═══ Quoted text
Formula Three motor race

Race details
| Date | 17–18 November 2012 | |
| Official name | 59th SJM Macau Grand Prix | |
| Location | Guia Circuit, Macau | |
| Course | Temporary street circuit 6.120 km | |
| Distance | Qualifying Race 10 laps, 61.200 km Main Race 15 laps, 91.800 km | |
| Weather | Qualifying Race: Cloudy; air 21 °C, track 22 °C Main Race: Cloudy; air 20.1 °C, track 22.7 °C | |
Qualifying Race
Pole
| Driver | GBR Alex Lynn | Fortec Motorsport |
| Time | 2:13.122 | |
Fastest Lap
| Driver | ESP Daniel Juncadella | Prema Powerteam |
| Time | 2:13.718 (on lap 4) | |
Podium
| First | PRT António Félix da Costa | Carlin |
| Second | SWE Felix Rosenqvist | Mücke Motorsport |
| Third | GBR Alex Lynn | Fortec Motorsport |
Main Race
Pole
| Driver | PRT António Félix da Costa | Carlin |
Fastest Lap
| Driver | PRT António Félix da Costa | Carlin |
| Time | 2:13.507 (on lap 11) | |
Podium
| First | PRT António Félix da Costa | Carlin |
| Second | SWE Felix Rosenqvist | Mücke Motorsport |
| Third | GBR Alex Lynn | Fortec Motorsport |
The 2012 Macau Grand Prix Formula Three was a motor race for Formula Three cars that was held on the streets of Macau on 18 November 2012. Unlike other races, such as the Pau Grand Prix, the 2012 Macau Grand Prix was not a part of any Formula Three championship, but was open to entries from all Formula Three championships. The race itself was made up of two races: a ten-lap qualifying race that decided the starting grid for the fifteen-lap main race. The 2012 race was the 59th running of the Macau Grand Prix, the 30th race for Formula Three cars, and was supported by the World Touring Car Championship Guia Race of Macau.

The Grand Prix was won by Portuguese driver António Félix da Costa from pole position, having won the event's qualification race the previous afternoon. Félix da Costa led every lap of the meeting, to take Carlin's first victory in Macau since Takuma Sato won the 2001 edition of the race. Second place went to Felix Rosenqvist, competing for Mücke Motorsport, while the podium was completed by the highest-placed rookie driver, Alex Lynn for Fortec Motorsport.

==Entry list and background==
In order to compete at the Macau Grand Prix, drivers had to compete in any Formula Three championship race during the calendar year, rather than an FIA-regulated championship meeting like previous years. This rule was relaxed due to new sporting regulations introduced by the race's organising committee, with only Dallara's new F312 chassis being eligible to race in the event. Within the 30-car grid of the event, each of the major Formula Three series were represented by their respective champion. Defending race winner Daniel Juncadella, the Euro Series and FIA European Formula 3 champion, was joined in Macau by British champion Jack Harvey, German series winner Jimmy Eriksson and Japanese champion Ryō Hirakawa.

Five drivers who mainly competed in other series outside of Formula Three in 2012 also became eligible for the Macau race meeting: GP2 Series racer Felipe Nasr and European Le Mans Series driver Alexander Sims competed in the Euro Series – at Hockenheim, and the Nürburgring respectively – to become eligible, while GP3 Series runner-up Daniel Abt competed in the German Formula Three meeting at Spa-Francorchamps to prepare for Macau. Multiple GP3 and Formula Renault 3.5 race-winner António Félix da Costa and Formula Three debutant Kevin Korjus – another Formula Renault 3.5 competitor – had to wait until their main series campaigns had concluded before sealing their eligibility; they both competed in the MotorSport Vision Formula Three Cup, a second-tier Formula Three series in the United Kingdom, in its season-ending round at Snetterton.
══════
═══ Stored rows
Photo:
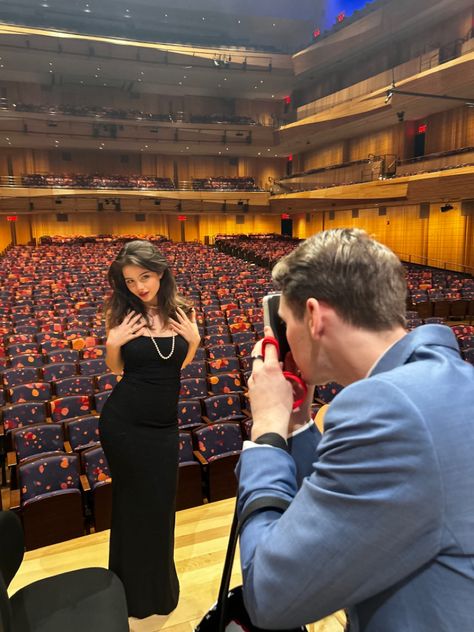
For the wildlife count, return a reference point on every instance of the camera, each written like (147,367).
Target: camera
(271,302)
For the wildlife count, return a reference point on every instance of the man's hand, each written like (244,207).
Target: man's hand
(271,396)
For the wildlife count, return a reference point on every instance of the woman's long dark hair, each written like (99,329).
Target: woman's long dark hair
(146,255)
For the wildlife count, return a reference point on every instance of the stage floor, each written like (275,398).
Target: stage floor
(200,545)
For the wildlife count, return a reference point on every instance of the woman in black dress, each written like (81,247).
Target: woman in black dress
(152,334)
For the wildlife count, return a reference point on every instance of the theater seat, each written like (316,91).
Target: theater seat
(87,599)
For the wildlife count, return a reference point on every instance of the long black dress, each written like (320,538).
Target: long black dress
(139,434)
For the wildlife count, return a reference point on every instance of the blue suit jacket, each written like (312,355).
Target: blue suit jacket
(381,520)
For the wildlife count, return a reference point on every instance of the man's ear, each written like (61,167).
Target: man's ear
(313,310)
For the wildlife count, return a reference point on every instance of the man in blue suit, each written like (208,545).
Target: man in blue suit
(381,508)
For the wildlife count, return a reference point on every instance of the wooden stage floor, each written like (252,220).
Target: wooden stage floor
(201,540)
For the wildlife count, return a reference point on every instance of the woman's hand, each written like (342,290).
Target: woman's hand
(186,327)
(132,326)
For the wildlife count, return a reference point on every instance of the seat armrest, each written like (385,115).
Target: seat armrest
(15,499)
(202,460)
(85,483)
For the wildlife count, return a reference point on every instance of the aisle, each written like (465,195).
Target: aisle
(201,540)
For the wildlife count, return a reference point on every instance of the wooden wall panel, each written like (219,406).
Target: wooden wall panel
(24,229)
(451,129)
(446,235)
(386,141)
(329,155)
(263,170)
(401,229)
(5,234)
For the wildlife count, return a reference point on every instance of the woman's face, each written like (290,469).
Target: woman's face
(143,283)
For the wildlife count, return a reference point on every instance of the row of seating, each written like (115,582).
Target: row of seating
(96,181)
(223,183)
(61,482)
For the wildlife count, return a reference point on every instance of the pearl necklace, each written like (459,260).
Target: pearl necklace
(158,349)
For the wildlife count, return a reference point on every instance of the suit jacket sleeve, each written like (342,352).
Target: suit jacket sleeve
(365,518)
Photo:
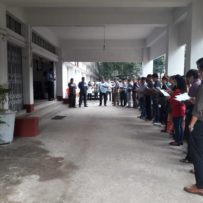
══════
▶ [Tasks]:
a – From the text on the 2012 Macau Grand Prix, copy word for word the passage that begins at the words "The Grand Prix" and stops after the words "for Fortec Motorsport.".
b – Write out these lines of the records unchanged, beginning at the line that has "written like (252,220)." and stopping after the last line of the records, with both ends included. Leave the pictures out.

▶ [Expected responses]:
a –
The Grand Prix was won by Portuguese driver António Félix da Costa from pole position, having won the event's qualification race the previous afternoon. Félix da Costa led every lap of the meeting, to take Carlin's first victory in Macau since Takuma Sato won the 2001 edition of the race. Second place went to Felix Rosenqvist, competing for Mücke Motorsport, while the podium was completed by the highest-placed rookie driver, Alex Lynn for Fortec Motorsport.

b –
For the wildlife count, return a reference point on every instance of the wooden stage floor, each written like (252,220).
Target: wooden stage floor
(201,540)
For the wildlife count, return a reference point on every instance of the woman's hand, each written like (342,290).
Target: woman's hand
(186,327)
(132,326)
For the wildlife count, return a reference point on every instance of the seat armrest, each written like (385,115).
Target: seat armrest
(15,499)
(202,460)
(85,483)
For the wildlife count, return a reference point on every instance of the aisle, each written like (465,195).
Target: aisle
(201,540)
For the wildlife count, return a reference point on every instance of the wooden wall panel, each written like (219,406).
Target: wooden wall panel
(24,229)
(451,129)
(446,235)
(386,141)
(329,155)
(263,170)
(401,229)
(5,234)
For the wildlife count, return a reference point on every instance of the woman's face, each written like (290,469).
Target: woman's face
(143,283)
For the wildlife count, return a reference point on every instance of the row of seating, each written like (115,582).
Target: row of seating
(96,181)
(223,183)
(61,482)
For the wildlife count, return a reference point on every instance of the pearl necklace, each written like (459,260).
Target: pearl necklace
(158,349)
For the wildlife count, return a reference point on every instance of the suit jacket sleeve, each written like (342,352).
Target: suit jacket sleeve
(365,518)
Photo:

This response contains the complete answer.